§ Exercise description: Pick out every line of the listing below that contains the word "sunlit", and copy each one. Case matters.

§ Provided material:
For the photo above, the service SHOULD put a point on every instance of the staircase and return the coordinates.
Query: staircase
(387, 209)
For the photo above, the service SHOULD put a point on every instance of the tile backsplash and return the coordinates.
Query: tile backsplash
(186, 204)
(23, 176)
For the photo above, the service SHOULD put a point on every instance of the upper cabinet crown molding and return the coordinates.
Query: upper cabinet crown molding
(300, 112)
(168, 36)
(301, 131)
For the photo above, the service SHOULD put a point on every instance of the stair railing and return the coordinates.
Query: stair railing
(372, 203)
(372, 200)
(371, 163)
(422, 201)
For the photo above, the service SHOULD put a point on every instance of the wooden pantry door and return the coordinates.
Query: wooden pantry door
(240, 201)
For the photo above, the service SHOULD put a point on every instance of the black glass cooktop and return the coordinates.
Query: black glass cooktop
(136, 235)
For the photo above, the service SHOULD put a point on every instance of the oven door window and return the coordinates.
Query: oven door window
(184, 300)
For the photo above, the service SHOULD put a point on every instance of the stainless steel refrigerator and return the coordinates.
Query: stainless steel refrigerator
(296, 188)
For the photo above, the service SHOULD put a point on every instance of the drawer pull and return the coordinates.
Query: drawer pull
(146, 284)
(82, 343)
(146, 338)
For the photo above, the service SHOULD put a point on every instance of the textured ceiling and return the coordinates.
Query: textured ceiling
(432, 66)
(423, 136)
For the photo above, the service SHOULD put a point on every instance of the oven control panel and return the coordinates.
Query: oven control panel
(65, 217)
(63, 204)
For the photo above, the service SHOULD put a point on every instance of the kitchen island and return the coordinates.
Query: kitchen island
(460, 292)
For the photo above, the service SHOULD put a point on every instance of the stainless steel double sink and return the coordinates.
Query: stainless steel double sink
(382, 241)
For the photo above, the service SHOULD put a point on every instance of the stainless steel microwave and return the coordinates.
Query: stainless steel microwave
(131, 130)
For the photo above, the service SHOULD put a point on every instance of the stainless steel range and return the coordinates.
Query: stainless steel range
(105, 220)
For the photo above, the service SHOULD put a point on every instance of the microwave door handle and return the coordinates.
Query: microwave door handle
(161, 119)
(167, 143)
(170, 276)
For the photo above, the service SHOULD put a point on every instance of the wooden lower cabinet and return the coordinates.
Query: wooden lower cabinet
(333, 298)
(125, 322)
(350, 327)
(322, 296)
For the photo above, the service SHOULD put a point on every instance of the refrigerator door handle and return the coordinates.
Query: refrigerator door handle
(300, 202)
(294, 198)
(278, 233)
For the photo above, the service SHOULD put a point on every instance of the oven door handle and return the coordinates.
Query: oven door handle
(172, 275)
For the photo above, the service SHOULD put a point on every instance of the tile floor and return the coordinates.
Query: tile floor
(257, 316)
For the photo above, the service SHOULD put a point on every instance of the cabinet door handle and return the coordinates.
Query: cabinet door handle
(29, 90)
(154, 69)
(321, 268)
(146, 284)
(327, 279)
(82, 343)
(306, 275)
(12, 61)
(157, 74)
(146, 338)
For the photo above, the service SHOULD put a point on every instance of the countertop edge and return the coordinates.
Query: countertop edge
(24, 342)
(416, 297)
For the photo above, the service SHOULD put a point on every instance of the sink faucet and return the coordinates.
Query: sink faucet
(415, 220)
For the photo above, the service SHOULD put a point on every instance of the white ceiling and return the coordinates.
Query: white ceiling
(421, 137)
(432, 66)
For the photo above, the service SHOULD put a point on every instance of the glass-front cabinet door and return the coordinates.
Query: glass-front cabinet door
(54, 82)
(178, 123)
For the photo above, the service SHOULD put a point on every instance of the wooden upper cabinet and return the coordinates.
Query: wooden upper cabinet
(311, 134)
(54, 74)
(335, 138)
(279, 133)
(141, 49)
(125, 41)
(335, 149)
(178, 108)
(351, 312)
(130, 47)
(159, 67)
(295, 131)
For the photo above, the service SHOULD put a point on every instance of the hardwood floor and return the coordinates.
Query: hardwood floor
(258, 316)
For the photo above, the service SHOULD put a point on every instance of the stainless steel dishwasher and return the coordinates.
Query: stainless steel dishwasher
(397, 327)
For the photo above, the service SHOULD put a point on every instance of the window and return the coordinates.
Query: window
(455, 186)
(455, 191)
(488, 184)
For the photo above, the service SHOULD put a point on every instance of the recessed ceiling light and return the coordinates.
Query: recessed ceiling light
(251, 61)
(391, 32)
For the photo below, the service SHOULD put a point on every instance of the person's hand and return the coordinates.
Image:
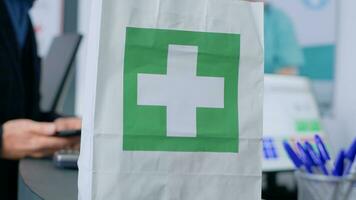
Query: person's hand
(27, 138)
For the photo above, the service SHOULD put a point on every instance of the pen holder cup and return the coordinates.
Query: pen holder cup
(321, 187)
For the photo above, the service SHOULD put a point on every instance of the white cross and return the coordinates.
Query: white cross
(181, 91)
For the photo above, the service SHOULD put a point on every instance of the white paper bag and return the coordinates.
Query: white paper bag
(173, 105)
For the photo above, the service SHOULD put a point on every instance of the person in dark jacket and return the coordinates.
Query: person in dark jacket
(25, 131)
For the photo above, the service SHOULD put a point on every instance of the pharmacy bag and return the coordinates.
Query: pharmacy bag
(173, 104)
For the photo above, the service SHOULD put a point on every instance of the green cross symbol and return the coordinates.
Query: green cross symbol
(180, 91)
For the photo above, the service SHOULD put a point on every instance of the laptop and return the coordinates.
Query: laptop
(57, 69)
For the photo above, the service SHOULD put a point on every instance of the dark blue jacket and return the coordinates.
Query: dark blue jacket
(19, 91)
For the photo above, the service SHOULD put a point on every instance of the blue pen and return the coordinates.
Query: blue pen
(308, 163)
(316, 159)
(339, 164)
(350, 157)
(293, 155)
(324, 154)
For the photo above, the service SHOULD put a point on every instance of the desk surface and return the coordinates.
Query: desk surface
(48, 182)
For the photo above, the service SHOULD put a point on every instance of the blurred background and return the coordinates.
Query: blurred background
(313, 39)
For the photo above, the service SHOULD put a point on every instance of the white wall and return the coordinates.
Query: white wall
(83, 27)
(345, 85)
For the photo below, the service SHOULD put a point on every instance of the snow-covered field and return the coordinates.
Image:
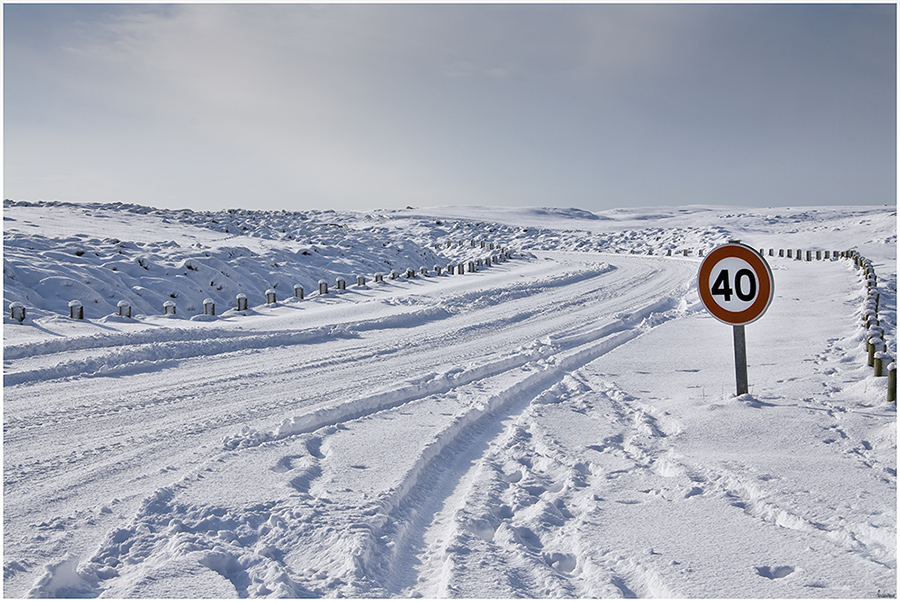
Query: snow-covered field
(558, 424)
...
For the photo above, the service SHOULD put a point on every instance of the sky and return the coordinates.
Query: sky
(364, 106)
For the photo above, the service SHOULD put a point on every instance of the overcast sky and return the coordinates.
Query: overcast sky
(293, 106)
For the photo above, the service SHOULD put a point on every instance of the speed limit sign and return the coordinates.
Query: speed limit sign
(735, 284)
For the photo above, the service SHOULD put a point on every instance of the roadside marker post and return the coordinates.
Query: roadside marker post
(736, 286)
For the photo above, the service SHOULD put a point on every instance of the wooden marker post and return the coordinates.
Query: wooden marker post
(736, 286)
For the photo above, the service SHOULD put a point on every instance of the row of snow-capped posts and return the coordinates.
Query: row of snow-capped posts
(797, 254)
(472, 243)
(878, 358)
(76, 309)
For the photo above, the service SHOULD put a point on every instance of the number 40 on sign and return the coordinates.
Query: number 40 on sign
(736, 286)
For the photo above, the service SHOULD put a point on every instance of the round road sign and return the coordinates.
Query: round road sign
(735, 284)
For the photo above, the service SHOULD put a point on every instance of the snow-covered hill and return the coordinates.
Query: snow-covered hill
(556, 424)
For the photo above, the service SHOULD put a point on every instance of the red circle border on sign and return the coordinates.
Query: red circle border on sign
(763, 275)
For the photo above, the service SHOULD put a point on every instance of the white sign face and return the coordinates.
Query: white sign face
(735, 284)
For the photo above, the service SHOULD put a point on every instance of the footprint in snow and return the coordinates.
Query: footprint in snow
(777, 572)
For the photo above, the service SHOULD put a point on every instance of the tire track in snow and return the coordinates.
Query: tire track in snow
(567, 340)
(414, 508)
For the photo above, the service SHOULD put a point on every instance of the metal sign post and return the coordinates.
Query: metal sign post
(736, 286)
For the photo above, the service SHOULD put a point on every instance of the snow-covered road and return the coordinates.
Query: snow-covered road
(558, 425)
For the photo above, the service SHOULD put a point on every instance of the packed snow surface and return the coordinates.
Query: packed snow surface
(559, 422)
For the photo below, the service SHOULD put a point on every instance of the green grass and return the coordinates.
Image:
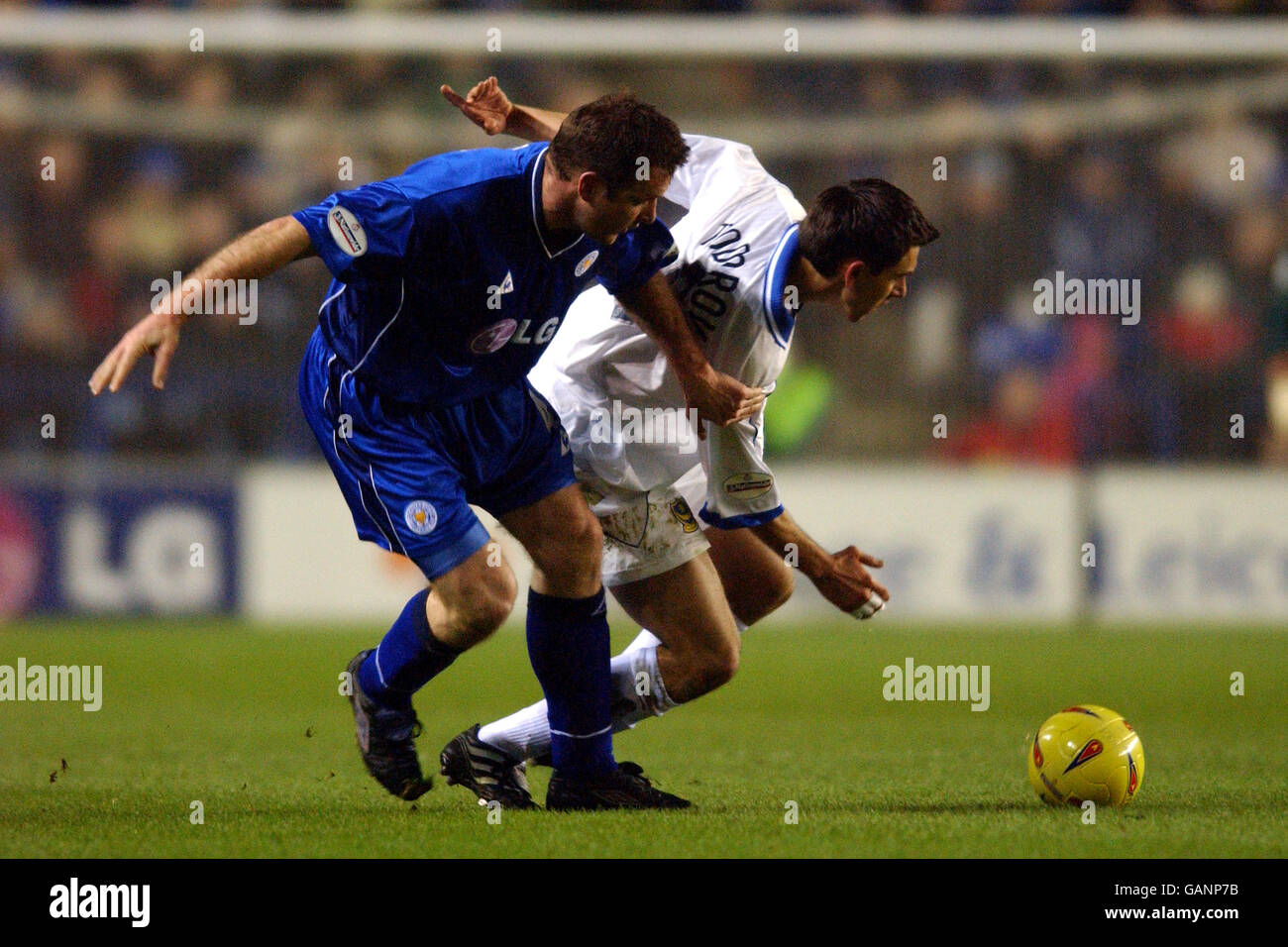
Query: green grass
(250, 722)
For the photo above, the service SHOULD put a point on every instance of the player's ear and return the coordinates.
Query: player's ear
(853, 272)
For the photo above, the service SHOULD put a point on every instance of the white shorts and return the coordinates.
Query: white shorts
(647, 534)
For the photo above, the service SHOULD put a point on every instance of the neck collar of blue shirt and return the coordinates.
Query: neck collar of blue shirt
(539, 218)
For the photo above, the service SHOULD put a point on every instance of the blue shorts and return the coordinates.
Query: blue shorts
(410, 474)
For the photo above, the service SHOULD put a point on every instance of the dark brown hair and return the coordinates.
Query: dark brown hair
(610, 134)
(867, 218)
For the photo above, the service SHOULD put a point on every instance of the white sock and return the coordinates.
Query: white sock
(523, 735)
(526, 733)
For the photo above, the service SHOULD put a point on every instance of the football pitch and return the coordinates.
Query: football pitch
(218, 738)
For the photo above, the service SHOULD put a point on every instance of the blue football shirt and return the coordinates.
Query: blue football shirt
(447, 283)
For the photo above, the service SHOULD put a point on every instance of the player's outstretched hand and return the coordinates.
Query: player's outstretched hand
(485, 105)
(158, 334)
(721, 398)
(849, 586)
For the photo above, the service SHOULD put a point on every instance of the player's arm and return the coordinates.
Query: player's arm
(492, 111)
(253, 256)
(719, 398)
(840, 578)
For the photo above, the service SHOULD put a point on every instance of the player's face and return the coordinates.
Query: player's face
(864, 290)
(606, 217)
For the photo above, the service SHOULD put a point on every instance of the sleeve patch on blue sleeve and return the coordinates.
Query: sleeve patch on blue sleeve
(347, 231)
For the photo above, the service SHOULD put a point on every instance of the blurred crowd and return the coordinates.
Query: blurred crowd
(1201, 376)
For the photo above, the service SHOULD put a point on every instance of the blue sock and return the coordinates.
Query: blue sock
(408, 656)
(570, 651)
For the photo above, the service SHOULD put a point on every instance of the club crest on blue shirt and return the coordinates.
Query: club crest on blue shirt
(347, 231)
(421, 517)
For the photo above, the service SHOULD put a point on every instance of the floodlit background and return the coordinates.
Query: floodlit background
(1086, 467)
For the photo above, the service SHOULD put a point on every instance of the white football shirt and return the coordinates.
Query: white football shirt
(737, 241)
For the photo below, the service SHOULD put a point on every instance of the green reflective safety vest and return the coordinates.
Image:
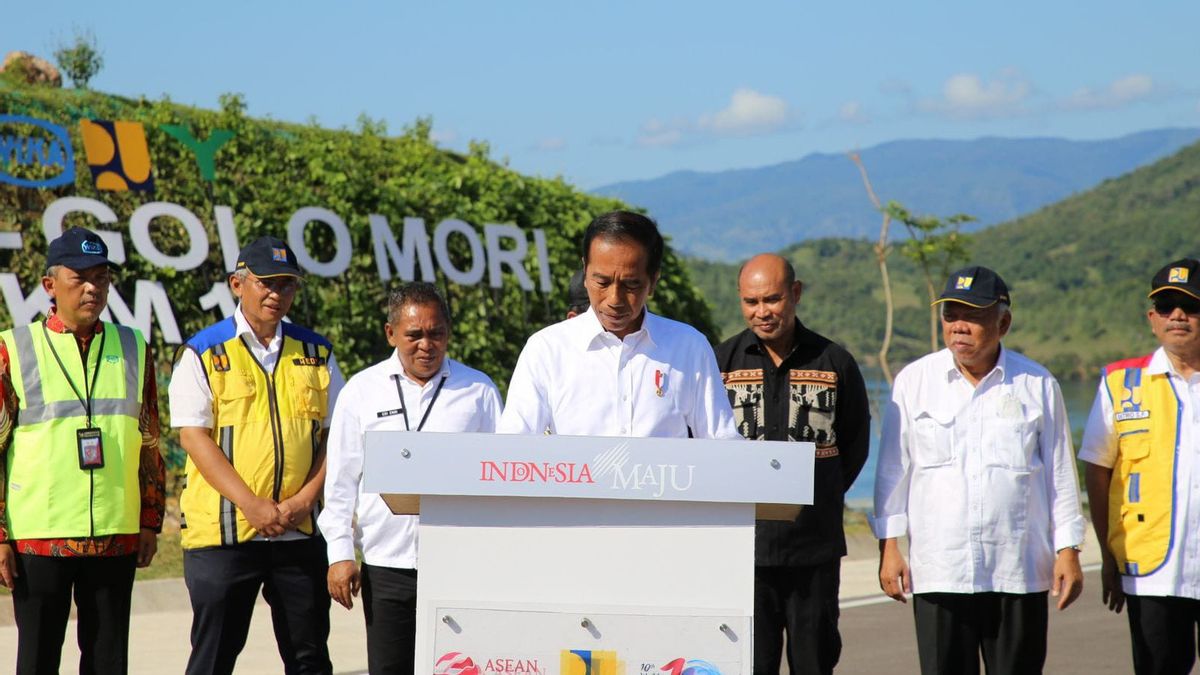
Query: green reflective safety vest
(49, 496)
* * *
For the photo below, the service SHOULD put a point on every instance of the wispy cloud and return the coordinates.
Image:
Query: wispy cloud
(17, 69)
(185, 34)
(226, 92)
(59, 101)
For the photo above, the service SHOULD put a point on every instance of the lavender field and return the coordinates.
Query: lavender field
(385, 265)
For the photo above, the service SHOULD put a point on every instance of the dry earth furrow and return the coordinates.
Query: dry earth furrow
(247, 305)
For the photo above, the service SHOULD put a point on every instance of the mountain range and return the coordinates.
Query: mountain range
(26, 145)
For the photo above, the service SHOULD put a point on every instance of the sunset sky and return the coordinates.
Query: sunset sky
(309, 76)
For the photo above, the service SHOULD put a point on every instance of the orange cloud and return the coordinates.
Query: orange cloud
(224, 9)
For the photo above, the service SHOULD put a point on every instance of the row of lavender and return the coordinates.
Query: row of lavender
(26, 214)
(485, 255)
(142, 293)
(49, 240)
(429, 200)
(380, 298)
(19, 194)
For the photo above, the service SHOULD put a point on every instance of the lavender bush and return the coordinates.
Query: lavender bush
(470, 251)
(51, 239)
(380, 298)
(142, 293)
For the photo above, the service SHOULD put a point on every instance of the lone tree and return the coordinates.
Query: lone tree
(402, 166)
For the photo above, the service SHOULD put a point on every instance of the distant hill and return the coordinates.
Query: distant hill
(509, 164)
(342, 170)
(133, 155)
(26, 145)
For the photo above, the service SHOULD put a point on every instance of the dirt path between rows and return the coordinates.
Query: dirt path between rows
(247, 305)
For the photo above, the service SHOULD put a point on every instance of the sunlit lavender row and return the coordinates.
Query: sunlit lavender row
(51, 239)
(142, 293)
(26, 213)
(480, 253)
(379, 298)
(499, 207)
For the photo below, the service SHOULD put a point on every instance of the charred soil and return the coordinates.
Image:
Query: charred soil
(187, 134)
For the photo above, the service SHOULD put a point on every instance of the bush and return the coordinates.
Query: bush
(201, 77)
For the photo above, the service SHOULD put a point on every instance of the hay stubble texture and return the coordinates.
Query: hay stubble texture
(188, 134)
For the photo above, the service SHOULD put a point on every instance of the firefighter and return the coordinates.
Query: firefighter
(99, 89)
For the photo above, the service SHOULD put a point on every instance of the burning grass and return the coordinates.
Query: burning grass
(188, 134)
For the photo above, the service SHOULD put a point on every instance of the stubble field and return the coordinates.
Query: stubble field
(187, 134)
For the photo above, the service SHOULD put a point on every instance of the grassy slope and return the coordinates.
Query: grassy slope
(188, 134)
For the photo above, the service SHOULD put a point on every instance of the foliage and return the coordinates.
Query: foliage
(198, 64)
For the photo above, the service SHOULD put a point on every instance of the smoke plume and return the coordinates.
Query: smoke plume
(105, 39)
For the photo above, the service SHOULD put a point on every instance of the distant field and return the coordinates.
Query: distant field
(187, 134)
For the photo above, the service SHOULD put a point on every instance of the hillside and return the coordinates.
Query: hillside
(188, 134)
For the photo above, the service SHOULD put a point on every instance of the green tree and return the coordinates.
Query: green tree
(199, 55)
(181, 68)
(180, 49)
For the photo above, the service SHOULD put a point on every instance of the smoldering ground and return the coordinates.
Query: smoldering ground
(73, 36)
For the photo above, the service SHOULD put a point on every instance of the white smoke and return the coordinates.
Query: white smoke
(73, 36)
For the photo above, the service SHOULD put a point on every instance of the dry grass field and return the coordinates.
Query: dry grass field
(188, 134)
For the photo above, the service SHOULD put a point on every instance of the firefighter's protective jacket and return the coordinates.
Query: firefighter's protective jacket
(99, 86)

§ Expected answer:
For the photo above, the service SHOULD put a point on every instance of the sunlit lavender row and return the coordinates.
Query: sunlit lavender row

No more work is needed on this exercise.